Hoje, os alunos de programas de pós-graduação (que não são os únicos a receber bolsas, mas certamente são a massa crescente de demanda) estão recebendo entre R$ 1.200,00 (mestrado) e R$ 1.800,00 (doutorado), graças a um aumento que vigora há cerca de dois anos. Só alguém realmente muito estúpido pode achar que esses valores são suficientes, especialmente quando consideramos que, por exemplo, a maioria das bolsas concedidas em 2009 pela CAPES e pelo CNPq esteve concentrada no Sudeste, em geral em grandes pólos urbanos (salvo algumas exceções em Minas Gerais e São Paulo), onde está a maioria das principais instituições de ensino do país e onde o custo de vida é sabidamente mais alto. Além disso, hoje um servidor público ocupando um cargo de nível médio em uma universidade estatal ou em um instituto abrangido pela carreira de Ciência e Tecnologia recebe, respectivamente, cerca de R$ 1.500,00 ou R$ 1.300,00 (mas podendo, neste último caso, facilmente chegar a 2.500,00 com gratificações) no início da carreira. O aumento do valor das bolsas, por outro lado, é fixo e depende exclusivamente de um ato administrativo que nem é obrigatório nem precisa ter qualquer relação com índices de inflação. Com isso, o Estado, que pretendia incentivar a formação de quadros profissionais de excelência, acaba empurrando nossos melhores cérebros para uma carreira burocrática menor. E o pior: segmenta socialmente ainda mais o acesso e a permanência na pós-graduação - pois o aluno, para conciliar seus gastos com livros e outros materiais de pesquisa com suas necessidades básicas, acaba, em mais de um momento, recorrendo à família. Não é à toa que nem a CAPES nem o CNPq fazem estatísticas sociais da pós-graduação. Fica a sugestão para os cientistas sociais cruzarem os dados da Pesquisa Nacional de Domicílios (PNAD) do IBGE com os indicadores de bolsas de fomento dos dois órgãos. Eu, que já convivi profissionalmente com as necessidades de bolsistas, digo que é preciso um tanto de coragem e disposição para declarar independência financeira e terminar um mestrado simultaneamente.

▬▬▬▬▬▬▬▬▬▬

▶ _Exercício curto a_
Diga se cada afirmação concorda com o texto sobre bolsas de pós-graduação, respondendo sim ou não e citando literalmente as palavras que decidem: (i) a bolsa de mestrado é de R$ 1.200,00; (ii) o aumento do valor das bolsas acompanha os índices de inflação; (iii) a CAPES e o CNPq fazem estatísticas sociais da pós-graduação.
O texto e as entradas não têm relação entre si.

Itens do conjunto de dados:
▬▬▬▬▬▬▬▬▬▬

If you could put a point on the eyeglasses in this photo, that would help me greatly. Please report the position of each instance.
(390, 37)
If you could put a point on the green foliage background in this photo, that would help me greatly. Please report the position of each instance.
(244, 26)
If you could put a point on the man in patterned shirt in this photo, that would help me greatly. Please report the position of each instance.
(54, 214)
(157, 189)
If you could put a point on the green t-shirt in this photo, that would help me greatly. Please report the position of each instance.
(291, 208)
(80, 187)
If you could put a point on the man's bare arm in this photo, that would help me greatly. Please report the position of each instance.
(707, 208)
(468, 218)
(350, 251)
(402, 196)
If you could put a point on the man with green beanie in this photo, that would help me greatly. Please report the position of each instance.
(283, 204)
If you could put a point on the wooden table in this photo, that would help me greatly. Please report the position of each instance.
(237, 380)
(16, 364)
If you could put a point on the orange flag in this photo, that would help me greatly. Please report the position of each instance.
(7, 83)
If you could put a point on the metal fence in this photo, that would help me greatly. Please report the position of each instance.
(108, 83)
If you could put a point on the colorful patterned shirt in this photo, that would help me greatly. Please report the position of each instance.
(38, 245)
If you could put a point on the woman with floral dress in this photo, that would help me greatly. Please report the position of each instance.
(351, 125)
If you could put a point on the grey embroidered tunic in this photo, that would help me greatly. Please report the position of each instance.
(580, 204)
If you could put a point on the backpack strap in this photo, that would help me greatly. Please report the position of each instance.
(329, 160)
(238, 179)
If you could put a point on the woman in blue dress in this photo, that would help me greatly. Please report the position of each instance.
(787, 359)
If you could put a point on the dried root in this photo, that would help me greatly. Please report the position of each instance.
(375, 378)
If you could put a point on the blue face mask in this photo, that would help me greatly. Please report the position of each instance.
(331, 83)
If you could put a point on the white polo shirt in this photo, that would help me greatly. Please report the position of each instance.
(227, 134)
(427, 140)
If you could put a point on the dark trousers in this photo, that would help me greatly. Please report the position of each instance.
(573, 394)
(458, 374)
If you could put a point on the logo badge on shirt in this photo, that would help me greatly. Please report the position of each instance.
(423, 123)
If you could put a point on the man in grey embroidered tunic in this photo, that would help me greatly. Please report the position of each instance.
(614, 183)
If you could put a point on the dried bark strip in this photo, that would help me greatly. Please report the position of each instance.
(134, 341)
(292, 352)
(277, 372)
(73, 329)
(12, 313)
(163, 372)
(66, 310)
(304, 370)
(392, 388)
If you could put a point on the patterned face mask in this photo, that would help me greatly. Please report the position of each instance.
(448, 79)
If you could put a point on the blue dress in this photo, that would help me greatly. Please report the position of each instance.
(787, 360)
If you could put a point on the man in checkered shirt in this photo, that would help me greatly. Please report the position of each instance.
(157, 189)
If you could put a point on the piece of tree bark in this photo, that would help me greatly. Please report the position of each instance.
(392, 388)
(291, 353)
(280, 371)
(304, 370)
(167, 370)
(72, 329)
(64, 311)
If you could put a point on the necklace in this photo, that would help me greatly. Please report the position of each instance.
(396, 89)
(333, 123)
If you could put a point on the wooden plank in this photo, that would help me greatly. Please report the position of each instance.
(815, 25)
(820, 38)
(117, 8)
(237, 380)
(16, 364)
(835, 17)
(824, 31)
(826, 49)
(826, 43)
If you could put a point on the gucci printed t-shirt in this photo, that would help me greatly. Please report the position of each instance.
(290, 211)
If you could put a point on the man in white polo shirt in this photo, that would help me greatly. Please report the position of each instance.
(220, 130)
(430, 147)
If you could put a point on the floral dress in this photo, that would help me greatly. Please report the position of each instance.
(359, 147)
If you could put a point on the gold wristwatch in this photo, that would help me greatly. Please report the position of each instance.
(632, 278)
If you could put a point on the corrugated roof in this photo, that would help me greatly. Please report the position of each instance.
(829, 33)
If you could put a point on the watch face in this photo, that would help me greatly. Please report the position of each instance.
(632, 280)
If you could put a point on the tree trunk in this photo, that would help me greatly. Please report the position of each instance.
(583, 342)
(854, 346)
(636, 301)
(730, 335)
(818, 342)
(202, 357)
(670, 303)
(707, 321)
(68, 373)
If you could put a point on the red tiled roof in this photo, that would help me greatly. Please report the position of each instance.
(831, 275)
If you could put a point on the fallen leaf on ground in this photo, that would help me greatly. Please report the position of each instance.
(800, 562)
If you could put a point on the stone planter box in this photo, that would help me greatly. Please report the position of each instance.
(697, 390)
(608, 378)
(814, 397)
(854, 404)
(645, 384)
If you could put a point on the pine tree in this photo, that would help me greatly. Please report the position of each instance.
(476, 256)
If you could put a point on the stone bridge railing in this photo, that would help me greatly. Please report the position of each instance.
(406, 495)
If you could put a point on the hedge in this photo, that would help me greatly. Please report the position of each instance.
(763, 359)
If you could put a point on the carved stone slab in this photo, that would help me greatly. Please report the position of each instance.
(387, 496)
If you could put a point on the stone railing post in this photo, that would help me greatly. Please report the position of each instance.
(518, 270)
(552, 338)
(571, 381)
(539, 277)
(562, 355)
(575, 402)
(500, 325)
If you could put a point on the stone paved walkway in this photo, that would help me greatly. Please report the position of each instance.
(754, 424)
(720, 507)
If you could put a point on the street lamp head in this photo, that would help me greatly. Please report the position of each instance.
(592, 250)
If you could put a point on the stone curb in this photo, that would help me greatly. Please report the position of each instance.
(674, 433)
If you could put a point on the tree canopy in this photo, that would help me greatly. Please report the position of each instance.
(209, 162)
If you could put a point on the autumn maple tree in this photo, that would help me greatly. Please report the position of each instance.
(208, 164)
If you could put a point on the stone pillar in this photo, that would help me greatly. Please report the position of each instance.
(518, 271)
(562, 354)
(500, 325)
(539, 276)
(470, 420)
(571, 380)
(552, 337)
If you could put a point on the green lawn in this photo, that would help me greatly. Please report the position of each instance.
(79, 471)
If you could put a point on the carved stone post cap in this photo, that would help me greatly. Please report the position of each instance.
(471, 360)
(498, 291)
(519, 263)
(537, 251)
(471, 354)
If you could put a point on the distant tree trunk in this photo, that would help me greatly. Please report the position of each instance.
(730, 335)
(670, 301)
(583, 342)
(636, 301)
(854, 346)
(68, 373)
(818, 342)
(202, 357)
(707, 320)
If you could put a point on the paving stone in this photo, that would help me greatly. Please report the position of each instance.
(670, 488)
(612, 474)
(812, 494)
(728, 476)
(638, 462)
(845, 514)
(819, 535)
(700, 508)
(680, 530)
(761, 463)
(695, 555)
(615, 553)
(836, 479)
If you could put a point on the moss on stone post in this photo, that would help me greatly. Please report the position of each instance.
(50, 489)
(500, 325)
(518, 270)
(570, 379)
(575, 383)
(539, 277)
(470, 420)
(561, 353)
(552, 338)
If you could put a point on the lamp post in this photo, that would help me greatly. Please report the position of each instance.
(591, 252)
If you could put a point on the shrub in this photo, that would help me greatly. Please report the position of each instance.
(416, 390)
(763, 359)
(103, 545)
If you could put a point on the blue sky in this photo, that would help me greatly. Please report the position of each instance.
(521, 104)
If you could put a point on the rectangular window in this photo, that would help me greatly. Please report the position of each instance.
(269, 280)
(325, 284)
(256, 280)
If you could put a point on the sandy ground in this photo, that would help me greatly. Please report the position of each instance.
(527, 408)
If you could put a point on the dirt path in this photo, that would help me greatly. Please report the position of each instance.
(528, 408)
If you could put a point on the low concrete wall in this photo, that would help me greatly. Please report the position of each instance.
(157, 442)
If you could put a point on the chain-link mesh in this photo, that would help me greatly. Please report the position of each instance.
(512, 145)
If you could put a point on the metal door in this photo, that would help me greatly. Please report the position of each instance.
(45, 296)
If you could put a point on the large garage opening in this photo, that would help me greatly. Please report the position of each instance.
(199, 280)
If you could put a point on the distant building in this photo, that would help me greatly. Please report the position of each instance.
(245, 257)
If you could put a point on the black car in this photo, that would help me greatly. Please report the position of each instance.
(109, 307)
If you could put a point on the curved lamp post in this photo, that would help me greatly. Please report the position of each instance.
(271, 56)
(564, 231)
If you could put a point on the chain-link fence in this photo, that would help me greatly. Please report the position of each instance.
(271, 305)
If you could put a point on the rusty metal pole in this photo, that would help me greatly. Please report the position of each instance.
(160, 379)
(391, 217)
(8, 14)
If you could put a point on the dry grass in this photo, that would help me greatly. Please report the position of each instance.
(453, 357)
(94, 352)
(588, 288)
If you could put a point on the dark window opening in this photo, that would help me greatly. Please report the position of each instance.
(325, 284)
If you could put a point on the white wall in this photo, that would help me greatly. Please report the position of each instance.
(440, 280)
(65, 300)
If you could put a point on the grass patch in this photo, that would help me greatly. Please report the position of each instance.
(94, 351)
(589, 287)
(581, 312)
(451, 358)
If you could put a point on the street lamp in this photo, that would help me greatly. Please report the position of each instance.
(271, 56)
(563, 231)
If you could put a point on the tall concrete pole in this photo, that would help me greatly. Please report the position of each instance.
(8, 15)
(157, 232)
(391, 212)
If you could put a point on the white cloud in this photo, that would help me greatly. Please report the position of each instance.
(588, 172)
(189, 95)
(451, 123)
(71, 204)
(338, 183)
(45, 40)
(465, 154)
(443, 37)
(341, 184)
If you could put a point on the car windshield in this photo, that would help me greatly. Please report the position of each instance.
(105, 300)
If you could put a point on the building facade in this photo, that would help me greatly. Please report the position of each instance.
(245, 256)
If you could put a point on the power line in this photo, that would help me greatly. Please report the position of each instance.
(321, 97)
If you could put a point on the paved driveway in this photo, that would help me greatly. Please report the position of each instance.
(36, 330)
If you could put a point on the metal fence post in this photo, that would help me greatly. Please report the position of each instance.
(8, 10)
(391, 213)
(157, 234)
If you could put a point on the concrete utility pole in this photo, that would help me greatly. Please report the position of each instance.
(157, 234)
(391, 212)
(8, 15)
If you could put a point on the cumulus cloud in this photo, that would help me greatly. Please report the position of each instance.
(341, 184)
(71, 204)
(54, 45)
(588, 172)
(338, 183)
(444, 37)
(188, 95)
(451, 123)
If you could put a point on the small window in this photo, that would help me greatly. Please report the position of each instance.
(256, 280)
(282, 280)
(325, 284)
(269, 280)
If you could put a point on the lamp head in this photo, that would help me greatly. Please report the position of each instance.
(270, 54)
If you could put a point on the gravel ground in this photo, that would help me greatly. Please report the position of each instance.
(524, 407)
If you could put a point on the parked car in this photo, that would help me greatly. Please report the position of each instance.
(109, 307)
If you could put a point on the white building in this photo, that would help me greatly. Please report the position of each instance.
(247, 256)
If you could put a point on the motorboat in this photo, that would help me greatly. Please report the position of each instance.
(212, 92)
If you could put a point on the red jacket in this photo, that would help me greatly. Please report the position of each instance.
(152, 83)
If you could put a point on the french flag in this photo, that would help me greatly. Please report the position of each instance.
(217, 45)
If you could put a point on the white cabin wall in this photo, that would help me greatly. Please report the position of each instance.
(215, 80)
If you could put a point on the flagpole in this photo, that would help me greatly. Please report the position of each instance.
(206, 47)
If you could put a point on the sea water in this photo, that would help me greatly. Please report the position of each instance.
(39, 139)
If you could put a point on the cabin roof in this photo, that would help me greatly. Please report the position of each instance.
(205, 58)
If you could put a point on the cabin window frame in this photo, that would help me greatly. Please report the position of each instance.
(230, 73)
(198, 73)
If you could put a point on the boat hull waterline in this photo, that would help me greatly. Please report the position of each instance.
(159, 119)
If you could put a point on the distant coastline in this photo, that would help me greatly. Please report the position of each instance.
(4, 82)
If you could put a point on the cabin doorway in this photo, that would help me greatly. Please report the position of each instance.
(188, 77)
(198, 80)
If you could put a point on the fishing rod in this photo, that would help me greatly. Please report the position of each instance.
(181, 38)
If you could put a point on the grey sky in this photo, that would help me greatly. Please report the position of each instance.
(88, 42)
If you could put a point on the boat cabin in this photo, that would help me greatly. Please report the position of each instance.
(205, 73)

▬▬▬▬▬▬▬▬▬▬

▶ _Exercício curto b_
Reúna todas as linhas das entradas que contêm a palavra "dried", levando em conta maiúsculas e minúsculas.

▶ _Resposta a_
(i) Sim: "entre R$ 1.200,00 (mestrado) e R$ 1.800,00 (doutorado)".
(ii) Não: "nem é obrigatório nem precisa ter qualquer relação com índices de inflação".
(iii) Não: "nem a CAPES nem o CNPq fazem estatísticas sociais da pós-graduação".

▶ _Resposta b_
If you could put a point on the dried root in this photo, that would help me greatly. Please report the position of each instance.
If you could put a point on the dried bark strip in this photo, that would help me greatly. Please report the position of each instance.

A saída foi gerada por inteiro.